▸ **Tekstfragment**:

Wat dus niet het geval is met dit Made in Holland, een bundel
van zo’n honderdzestig bladzijden dik met daarin precies vijftig
cursiefjes (waarvan ook weer eentje over Sinterklaas gaat, en “de
verstikkende lawine van dennenaalden die de Goedheiligman de laatste
tien, vijftien jaar schier onontkoombaar bedreigt”). Zoals ik ook
al bij andere gelegenheden meegegeven heb, is het volstrekt
onmogelijk een samenvatting neer te pennen van dit soort boeken: u
kan zelf wel uitrekenen dat honderdzestig gedeeld door vijftig net
iets meer dan drie is, en weet ongetwijfeld ook dat het samenvatten
van ‘verhaaltjes’ van drie bladzijden een belachelijk idee is.
Maar wat déze vijftig betreft maak ik graag een uitzondering voor
zes daarvan, namelijk twee series, zijnde Practical jokes (I),
II en III, en Berend Botje (I), II en III.
Ik ben zelf niet echt wat dan heet een ‘practical joker’,
maar Brink geeft in die eerste serie wel wat mee over de praxis
terzake in de theaterwereld én… over wat hij vindt van de term op
zich: “De Nederlandse Taal is mij zeer lief en dat is dan ook de
reden dat te mijnen huize modieuze Engelse woorden worden gemeden als
the plague. Ik erger me kapot aan de ‘voice overs’ in de
STER-spotjes die mij toeroepen dat reversible pampers gettable zijn
bij iedere drugstore en very useful voor boys and girls. De Engelse
ziekte heeft denderend toegeslagen en ik acht zulks verbijsterend.

▸ **Opdracht**: Neem uit het tekstfragment over Made in Holland het stuk van "Wat dus niet" tot en met "(I), II en III." woord voor woord over.

▸ **Aangeleverde gegevens**:

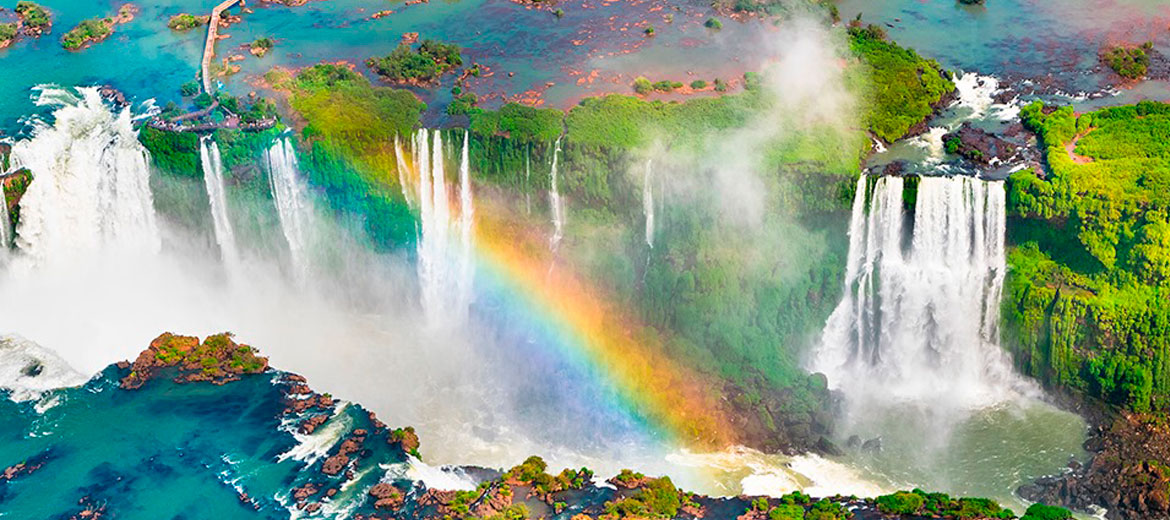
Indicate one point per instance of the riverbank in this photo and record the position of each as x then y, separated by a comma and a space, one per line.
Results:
334, 458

▸ **Antwoord**:
Wat dus niet het geval is met dit Made in Holland, een bundel
van zo’n honderdzestig bladzijden dik met daarin precies vijftig
cursiefjes (waarvan ook weer eentje over Sinterklaas gaat, en “de
verstikkende lawine van dennenaalden die de Goedheiligman de laatste
tien, vijftien jaar schier onontkoombaar bedreigt”). Zoals ik ook
al bij andere gelegenheden meegegeven heb, is het volstrekt
onmogelijk een samenvatting neer te pennen van dit soort boeken: u
kan zelf wel uitrekenen dat honderdzestig gedeeld door vijftig net
iets meer dan drie is, en weet ongetwijfeld ook dat het samenvatten
van ‘verhaaltjes’ van drie bladzijden een belachelijk idee is.
Maar wat déze vijftig betreft maak ik graag een uitzondering voor
zes daarvan, namelijk twee series, zijnde Practical jokes (I),
II en III, en Berend Botje (I), II en III.